[Exercise]
Starting with the line that contains "of the knitted", reproduce each line through the end of the listing below, with no other output.

[Object location annotation data]
=-=-=

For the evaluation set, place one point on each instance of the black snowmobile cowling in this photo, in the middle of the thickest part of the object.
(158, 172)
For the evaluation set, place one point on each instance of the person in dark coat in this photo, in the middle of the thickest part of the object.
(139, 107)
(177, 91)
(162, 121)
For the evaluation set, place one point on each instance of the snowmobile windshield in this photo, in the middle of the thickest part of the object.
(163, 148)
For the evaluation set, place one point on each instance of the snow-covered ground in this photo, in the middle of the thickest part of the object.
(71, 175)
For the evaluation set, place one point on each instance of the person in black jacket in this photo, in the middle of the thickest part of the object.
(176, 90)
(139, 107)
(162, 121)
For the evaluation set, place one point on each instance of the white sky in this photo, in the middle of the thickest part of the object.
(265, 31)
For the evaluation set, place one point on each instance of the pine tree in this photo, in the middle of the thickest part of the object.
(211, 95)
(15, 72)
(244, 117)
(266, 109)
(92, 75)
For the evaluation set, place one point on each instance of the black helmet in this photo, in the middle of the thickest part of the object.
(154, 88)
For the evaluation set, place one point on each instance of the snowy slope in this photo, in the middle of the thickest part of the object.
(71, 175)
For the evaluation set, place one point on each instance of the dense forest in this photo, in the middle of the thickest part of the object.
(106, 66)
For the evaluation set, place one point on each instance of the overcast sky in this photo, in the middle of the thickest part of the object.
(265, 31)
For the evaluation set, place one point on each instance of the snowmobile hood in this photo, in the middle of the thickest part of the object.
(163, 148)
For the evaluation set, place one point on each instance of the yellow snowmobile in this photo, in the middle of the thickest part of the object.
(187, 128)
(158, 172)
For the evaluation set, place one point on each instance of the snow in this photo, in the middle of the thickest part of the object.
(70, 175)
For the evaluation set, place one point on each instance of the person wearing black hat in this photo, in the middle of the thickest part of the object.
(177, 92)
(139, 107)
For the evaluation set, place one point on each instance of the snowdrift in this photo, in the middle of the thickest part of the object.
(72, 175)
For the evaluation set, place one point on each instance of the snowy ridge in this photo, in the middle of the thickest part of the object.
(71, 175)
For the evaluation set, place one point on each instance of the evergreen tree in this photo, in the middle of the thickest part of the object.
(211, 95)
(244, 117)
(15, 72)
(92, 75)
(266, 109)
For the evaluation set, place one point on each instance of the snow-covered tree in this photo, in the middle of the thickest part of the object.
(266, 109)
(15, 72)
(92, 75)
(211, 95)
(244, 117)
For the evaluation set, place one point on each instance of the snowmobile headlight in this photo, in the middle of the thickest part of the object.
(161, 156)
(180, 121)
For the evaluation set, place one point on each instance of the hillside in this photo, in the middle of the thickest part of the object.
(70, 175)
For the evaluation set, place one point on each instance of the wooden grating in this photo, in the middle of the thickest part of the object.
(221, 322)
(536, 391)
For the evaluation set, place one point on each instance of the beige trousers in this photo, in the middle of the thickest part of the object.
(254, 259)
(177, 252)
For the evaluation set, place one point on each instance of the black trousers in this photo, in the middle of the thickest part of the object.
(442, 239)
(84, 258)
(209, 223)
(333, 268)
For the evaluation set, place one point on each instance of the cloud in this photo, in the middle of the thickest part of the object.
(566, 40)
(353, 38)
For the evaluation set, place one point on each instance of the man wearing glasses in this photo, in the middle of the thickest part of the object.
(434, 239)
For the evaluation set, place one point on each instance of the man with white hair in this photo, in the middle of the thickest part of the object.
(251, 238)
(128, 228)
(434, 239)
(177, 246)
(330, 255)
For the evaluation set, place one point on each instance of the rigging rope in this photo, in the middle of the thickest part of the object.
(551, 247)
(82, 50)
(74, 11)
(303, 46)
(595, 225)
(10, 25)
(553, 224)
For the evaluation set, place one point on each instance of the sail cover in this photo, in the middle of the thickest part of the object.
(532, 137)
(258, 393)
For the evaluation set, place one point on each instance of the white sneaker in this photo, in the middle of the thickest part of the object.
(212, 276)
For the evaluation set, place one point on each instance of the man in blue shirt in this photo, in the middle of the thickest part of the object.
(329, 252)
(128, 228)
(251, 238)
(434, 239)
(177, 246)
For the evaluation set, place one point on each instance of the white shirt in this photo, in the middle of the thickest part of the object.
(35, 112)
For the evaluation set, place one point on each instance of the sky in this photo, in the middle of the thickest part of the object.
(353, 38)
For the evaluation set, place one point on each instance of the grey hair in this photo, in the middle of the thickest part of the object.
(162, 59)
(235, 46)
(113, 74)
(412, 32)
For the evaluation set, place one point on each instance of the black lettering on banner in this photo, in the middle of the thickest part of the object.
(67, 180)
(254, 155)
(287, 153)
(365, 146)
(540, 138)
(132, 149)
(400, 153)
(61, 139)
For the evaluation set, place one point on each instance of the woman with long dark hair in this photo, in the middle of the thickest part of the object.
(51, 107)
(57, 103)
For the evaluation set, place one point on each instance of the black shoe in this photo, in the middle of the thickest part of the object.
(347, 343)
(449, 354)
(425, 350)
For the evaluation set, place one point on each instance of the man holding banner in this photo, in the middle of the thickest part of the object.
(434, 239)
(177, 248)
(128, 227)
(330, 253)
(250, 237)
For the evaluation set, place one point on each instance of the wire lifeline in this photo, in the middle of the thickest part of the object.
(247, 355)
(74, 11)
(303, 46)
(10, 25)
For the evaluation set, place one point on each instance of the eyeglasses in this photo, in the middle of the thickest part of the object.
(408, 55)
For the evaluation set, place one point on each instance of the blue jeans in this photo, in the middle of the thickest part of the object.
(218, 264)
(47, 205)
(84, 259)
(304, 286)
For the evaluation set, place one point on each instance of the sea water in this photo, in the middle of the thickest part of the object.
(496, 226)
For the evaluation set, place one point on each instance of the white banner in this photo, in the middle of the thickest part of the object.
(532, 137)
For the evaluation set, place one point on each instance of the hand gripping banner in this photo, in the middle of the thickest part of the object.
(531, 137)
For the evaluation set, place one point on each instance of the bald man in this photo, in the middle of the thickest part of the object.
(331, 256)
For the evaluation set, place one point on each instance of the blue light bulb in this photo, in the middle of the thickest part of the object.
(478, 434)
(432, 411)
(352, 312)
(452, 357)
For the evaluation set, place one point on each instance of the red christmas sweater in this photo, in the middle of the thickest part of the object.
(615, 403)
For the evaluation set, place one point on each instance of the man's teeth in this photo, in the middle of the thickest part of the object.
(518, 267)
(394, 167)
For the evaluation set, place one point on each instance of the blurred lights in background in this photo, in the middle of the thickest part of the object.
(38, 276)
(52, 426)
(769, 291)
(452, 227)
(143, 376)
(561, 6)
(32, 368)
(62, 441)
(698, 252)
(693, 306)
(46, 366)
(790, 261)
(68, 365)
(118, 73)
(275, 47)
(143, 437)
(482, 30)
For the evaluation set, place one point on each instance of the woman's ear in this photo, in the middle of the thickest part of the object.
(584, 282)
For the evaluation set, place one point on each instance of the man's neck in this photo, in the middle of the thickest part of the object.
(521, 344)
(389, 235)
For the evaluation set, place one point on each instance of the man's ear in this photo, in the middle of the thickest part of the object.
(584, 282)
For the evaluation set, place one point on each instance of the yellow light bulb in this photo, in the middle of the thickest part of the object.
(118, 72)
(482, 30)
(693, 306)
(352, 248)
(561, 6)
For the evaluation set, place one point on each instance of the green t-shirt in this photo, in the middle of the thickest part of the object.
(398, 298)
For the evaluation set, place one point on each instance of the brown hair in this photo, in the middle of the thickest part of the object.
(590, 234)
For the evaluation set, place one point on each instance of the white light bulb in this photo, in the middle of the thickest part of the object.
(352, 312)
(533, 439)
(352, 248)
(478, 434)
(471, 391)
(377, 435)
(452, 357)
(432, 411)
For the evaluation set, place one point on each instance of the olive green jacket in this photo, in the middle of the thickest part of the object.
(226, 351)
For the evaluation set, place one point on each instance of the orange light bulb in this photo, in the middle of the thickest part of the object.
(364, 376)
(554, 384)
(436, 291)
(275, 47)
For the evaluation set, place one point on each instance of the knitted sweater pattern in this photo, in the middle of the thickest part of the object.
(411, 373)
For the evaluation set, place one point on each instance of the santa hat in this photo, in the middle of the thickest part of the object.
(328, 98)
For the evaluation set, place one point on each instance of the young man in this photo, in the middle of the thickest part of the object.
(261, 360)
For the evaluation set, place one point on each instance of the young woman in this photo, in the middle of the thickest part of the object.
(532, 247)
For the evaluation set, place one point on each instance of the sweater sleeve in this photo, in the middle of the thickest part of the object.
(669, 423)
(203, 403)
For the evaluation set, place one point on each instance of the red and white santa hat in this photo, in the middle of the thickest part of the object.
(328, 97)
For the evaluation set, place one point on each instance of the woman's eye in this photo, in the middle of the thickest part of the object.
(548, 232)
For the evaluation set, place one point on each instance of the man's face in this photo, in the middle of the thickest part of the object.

=-=-=

[The result]
For the evaluation set, place one point on each instance of the knitted sweater pattern in this photo, in the middle of the thickest part of the object.
(411, 373)
For the evaluation set, place one point on each instance of the santa hat in this photo, in the middle of the thickest part of the object.
(328, 98)
For the evaluation set, place one point on each instance of the young man in this photo, in the middle of the thickest part of the object.
(261, 360)
For the evaluation set, place one point on each instance of the young woman in this photo, in the middle of the thickest part of the object.
(532, 247)
For the evaluation set, place one point on each instance of the sweater sleeve in this photo, in the middle of the thickest part of the object.
(669, 423)
(203, 403)
For the evaluation set, place one point on each instance of the red and white santa hat in this photo, in the middle of the thickest part of the object.
(328, 97)
For the evaluation set, place one point on each instance of the woman's eye in this photo, in the middle of the thickest part of the object.
(548, 232)
For the evaluation set, place one point on each instance of the man's face in this photo, in the middle of the thickest part of the object.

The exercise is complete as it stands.